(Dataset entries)
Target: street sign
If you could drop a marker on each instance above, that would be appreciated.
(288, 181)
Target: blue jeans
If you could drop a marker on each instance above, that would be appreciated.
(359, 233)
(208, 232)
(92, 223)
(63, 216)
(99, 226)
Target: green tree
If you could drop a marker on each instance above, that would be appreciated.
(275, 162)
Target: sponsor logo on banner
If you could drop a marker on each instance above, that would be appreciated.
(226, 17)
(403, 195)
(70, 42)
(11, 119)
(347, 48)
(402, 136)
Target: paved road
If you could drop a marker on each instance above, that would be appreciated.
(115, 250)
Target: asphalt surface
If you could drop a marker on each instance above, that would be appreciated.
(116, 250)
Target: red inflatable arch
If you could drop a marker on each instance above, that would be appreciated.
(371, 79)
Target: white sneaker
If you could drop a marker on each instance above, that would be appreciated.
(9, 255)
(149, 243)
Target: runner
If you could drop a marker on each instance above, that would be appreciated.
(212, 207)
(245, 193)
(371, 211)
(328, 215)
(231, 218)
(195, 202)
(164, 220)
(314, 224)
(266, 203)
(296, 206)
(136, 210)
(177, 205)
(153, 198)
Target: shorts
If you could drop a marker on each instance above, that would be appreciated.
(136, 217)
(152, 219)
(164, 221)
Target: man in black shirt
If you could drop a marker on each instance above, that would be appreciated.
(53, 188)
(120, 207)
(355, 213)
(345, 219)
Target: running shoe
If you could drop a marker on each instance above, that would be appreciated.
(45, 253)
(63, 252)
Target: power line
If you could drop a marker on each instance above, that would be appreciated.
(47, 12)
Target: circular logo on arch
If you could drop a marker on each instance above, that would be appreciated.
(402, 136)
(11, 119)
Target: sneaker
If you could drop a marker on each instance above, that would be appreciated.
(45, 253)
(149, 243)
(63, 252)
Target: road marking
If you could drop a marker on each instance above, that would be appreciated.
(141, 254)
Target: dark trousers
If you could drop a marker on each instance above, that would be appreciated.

▸ **Your task**
What you give back should be only the lines of the records above, starting at the line with "Target: white sneaker" and ending at the line with "Target: runner", restated word for word.

▸ **Output of the task**
Target: white sneaker
If you could drop a marker on each instance above, that would be appreciated.
(9, 255)
(149, 243)
Target: runner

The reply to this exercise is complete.